-- start of DATA --

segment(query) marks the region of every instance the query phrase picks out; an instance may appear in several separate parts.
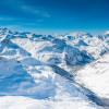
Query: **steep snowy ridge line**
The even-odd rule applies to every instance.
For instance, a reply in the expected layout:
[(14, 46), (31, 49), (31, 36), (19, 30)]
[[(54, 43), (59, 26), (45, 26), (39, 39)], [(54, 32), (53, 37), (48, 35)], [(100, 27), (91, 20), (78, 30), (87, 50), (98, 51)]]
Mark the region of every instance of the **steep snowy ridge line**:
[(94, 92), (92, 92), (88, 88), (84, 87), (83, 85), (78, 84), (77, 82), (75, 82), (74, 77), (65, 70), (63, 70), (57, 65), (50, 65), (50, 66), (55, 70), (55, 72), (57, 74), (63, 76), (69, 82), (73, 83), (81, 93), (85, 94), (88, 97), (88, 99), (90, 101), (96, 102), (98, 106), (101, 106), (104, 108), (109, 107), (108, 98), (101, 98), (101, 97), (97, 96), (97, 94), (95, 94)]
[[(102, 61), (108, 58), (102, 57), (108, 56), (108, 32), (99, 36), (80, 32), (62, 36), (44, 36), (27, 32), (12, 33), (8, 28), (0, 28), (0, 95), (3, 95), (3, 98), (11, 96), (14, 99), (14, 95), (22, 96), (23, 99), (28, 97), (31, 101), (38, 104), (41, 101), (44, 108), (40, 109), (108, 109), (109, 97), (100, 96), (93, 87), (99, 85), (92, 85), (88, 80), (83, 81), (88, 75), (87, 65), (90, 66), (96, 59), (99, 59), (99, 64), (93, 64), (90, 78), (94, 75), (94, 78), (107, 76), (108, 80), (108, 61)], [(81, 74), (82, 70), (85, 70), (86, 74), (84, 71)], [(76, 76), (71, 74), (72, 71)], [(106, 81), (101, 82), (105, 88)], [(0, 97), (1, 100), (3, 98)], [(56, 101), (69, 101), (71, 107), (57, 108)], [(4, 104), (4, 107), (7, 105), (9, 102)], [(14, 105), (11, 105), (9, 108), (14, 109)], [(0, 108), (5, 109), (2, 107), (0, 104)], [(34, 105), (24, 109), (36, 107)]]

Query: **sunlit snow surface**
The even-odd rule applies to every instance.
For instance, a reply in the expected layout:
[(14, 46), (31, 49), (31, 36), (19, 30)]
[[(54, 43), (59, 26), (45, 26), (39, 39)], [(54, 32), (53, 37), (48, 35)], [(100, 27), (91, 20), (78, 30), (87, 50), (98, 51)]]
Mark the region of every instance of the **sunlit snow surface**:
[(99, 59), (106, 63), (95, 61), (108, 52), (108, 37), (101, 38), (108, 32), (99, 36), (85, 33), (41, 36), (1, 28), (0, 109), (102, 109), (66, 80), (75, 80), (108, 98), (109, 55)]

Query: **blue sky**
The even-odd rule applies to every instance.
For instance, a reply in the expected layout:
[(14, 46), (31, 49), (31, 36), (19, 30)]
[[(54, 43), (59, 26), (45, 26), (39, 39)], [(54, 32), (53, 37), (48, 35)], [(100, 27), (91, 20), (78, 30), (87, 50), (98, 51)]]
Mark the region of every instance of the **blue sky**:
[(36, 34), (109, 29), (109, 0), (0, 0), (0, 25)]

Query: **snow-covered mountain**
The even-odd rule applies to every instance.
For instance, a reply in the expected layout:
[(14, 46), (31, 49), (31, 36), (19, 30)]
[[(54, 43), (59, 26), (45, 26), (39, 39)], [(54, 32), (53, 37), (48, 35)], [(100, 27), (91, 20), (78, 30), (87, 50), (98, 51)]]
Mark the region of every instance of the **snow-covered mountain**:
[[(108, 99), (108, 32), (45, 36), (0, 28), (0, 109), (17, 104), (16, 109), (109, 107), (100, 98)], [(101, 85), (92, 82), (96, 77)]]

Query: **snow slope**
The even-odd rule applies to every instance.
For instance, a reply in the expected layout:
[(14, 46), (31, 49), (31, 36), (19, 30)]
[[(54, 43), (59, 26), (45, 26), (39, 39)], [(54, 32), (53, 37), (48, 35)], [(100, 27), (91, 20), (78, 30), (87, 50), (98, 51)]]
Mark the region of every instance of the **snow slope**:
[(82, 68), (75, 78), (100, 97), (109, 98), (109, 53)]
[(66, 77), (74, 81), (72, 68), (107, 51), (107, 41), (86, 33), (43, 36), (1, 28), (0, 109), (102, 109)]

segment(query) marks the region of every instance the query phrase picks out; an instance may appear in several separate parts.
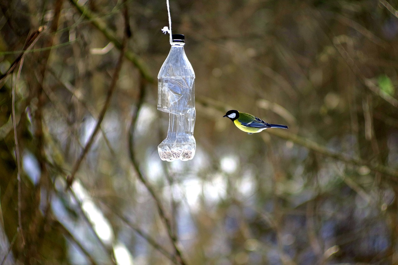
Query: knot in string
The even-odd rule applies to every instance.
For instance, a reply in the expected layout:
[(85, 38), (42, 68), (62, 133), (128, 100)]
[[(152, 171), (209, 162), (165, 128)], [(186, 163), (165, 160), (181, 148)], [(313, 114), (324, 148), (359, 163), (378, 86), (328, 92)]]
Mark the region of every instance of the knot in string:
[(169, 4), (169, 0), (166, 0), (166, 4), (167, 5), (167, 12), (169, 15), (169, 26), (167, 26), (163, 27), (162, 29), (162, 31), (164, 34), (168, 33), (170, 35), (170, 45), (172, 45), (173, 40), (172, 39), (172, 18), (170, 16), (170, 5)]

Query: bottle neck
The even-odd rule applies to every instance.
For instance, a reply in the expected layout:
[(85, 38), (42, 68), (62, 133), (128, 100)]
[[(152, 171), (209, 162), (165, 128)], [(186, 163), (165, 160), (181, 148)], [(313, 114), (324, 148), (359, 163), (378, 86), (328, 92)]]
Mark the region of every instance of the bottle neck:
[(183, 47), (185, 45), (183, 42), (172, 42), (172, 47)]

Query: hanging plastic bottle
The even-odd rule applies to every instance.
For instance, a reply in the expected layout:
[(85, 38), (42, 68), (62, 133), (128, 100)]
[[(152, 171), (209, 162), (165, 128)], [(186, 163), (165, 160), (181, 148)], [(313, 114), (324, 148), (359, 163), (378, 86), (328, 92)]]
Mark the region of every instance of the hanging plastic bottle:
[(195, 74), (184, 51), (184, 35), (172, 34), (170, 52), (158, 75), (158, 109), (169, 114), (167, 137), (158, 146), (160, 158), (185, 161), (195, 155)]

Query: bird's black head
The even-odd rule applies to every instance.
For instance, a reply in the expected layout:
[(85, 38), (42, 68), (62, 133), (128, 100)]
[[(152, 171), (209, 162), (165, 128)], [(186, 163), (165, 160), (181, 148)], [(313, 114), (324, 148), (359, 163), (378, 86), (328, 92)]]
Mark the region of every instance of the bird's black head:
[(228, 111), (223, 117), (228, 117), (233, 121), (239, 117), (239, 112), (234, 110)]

-- end of DATA --

*PROMPT*. Rewrite all of the records above with every occurrence of "even-odd rule" replaced by "nonzero winding rule" and everything else unchanged. Leave the pictures out of your answer.

*FULL RESPONSE*.
segment(query) marks the region of every instance the query phrase picks out; an instance may appear in several separate parts.
Query: **steep snowy ridge line**
The nonzero winding rule applies to every instance.
For instance, a reply in the expected layout:
[(14, 46), (31, 49), (31, 36), (19, 30)]
[[(54, 43), (59, 26), (45, 26), (39, 39)], [(54, 32), (53, 37), (48, 35)], [(100, 27), (91, 20), (78, 30), (87, 50), (98, 51)]]
Mark the region of every instance of the **steep snowy ridge line**:
[(94, 92), (92, 92), (88, 88), (84, 87), (83, 85), (78, 84), (77, 82), (75, 82), (74, 77), (65, 70), (63, 70), (57, 65), (50, 65), (50, 66), (55, 70), (55, 72), (57, 74), (63, 76), (69, 82), (73, 83), (81, 93), (85, 94), (88, 97), (88, 99), (90, 101), (96, 102), (98, 106), (101, 106), (104, 108), (109, 107), (108, 98), (101, 98), (101, 97), (97, 96), (97, 94), (95, 94)]
[[(102, 61), (108, 58), (102, 57), (108, 56), (108, 32), (99, 36), (80, 32), (62, 36), (44, 36), (27, 32), (12, 33), (8, 28), (0, 28), (0, 95), (3, 95), (3, 98), (11, 96), (14, 99), (14, 95), (22, 96), (23, 99), (28, 97), (31, 101), (38, 104), (41, 101), (44, 108), (40, 109), (108, 109), (109, 97), (100, 96), (93, 87), (99, 85), (92, 85), (88, 80), (83, 81), (88, 75), (87, 65), (90, 66), (96, 59), (99, 59), (99, 64), (93, 64), (90, 78), (94, 75), (94, 78), (107, 76), (108, 80), (108, 61)], [(81, 74), (82, 70), (85, 70), (86, 74), (84, 71)], [(76, 76), (71, 74), (72, 71)], [(106, 81), (101, 82), (105, 88)], [(0, 97), (1, 100), (3, 98)], [(56, 101), (69, 101), (71, 107), (57, 108)], [(4, 104), (4, 107), (7, 105), (9, 102)], [(14, 105), (11, 105), (9, 108), (14, 109)], [(0, 108), (5, 109), (2, 107), (0, 104)], [(34, 105), (24, 109), (36, 107)]]

Query: **sunlit snow surface**
The nonzero winding rule applies to every instance.
For instance, a reply in the expected layout:
[(14, 46), (31, 49), (31, 36), (19, 30)]
[[(54, 43), (59, 26), (45, 26), (39, 39)], [(54, 32), (53, 37), (48, 35)], [(100, 27), (91, 20), (78, 30), (87, 50), (98, 51)]]
Mark the region of every instance of the **sunlit snow surface**:
[(99, 59), (106, 63), (95, 61), (108, 52), (108, 37), (101, 38), (108, 32), (99, 36), (85, 33), (41, 36), (1, 28), (0, 109), (102, 109), (66, 80), (75, 80), (108, 98), (109, 55)]

Query: **blue sky**
The nonzero winding rule applies to every instance.
For instance, a reply in the expected layout:
[(14, 46), (31, 49), (31, 36), (19, 30)]
[[(54, 43), (59, 26), (45, 26), (39, 39)], [(54, 32), (53, 37), (48, 35)], [(100, 27), (91, 20), (78, 30), (87, 50), (98, 51)]]
Mark the region of every instance of the **blue sky**:
[(36, 34), (109, 29), (109, 0), (0, 0), (0, 25)]

Query: **snow-covered mountain**
The nonzero winding rule applies to every instance.
For instance, a reply in the expected layout:
[(14, 46), (31, 49), (31, 36), (19, 30)]
[[(54, 43), (59, 26), (45, 26), (39, 39)], [(54, 32), (53, 37), (48, 35)], [(100, 27), (91, 20), (78, 30), (87, 50), (98, 51)]]
Mark the region of every instance of the **snow-covered mountain**:
[[(108, 99), (108, 32), (45, 36), (0, 28), (0, 109), (17, 104), (16, 109), (109, 107), (100, 98)], [(101, 85), (92, 82), (96, 77)]]

Query: **snow slope**
The nonzero winding rule applies to every instance.
For instance, a reply in the expected layout:
[(14, 46), (31, 49), (31, 36), (19, 30)]
[[(54, 43), (59, 26), (45, 26), (39, 39)], [(54, 32), (53, 37), (48, 35)], [(100, 27), (91, 20), (78, 30), (87, 50), (98, 51)]]
Mark the region of every instance of the **snow slope**:
[(82, 68), (75, 78), (100, 97), (109, 98), (109, 53)]
[(66, 77), (74, 81), (72, 68), (107, 51), (107, 41), (86, 33), (43, 36), (1, 28), (0, 109), (102, 109)]

segment(query) marks the region of every instance the query phrase picks out; an instance may appear in several separate parts.
Query: knot in string
The nonzero winding rule applies to every instance.
For instance, a reply in the expected layout:
[(85, 38), (42, 68), (62, 133), (128, 100)]
[[(152, 171), (209, 162), (165, 128)], [(186, 163), (165, 160), (181, 148)], [(313, 114), (324, 148), (359, 163), (378, 86), (328, 92)]]
Mark the region of every instance of the knot in string:
[(169, 4), (169, 0), (166, 0), (166, 4), (167, 5), (167, 12), (169, 15), (169, 26), (167, 26), (163, 27), (162, 29), (162, 31), (164, 34), (168, 33), (170, 35), (170, 45), (172, 45), (173, 40), (172, 39), (172, 18), (170, 16), (170, 5)]

Query: bottle neck
The nonzero winding rule applies to every instance.
For instance, a reply in the expected layout:
[(85, 38), (42, 68), (62, 133), (128, 100)]
[[(152, 171), (209, 162), (165, 128)], [(186, 163), (165, 160), (181, 148)], [(313, 114), (324, 148), (359, 163), (378, 86), (328, 92)]]
Mark the region of every instance of the bottle neck:
[(183, 47), (185, 45), (183, 42), (172, 42), (172, 47)]

Query: hanging plastic bottle
The nonzero winding rule applies to every instance.
For instance, a reply in the expected layout:
[(85, 38), (42, 68), (62, 133), (128, 100)]
[[(152, 171), (209, 162), (165, 128)], [(186, 163), (165, 160), (181, 148)], [(313, 114), (324, 148), (359, 163), (378, 86), (328, 92)]]
Mark the region of every instance of the hanging plastic bottle:
[(195, 74), (184, 51), (184, 35), (172, 34), (170, 52), (158, 75), (158, 109), (169, 114), (167, 137), (158, 146), (160, 158), (185, 161), (195, 155)]

Query: bird's black head
The nonzero winding rule applies to every instance.
For instance, a reply in the expected layout:
[(85, 38), (42, 68), (62, 133), (128, 100)]
[[(152, 171), (209, 162), (165, 128)], [(186, 163), (165, 160), (181, 148)], [(313, 114), (324, 148), (359, 163), (378, 86), (328, 92)]]
Mark the region of every instance of the bird's black head:
[(228, 111), (223, 117), (228, 117), (233, 121), (239, 117), (239, 112), (234, 110)]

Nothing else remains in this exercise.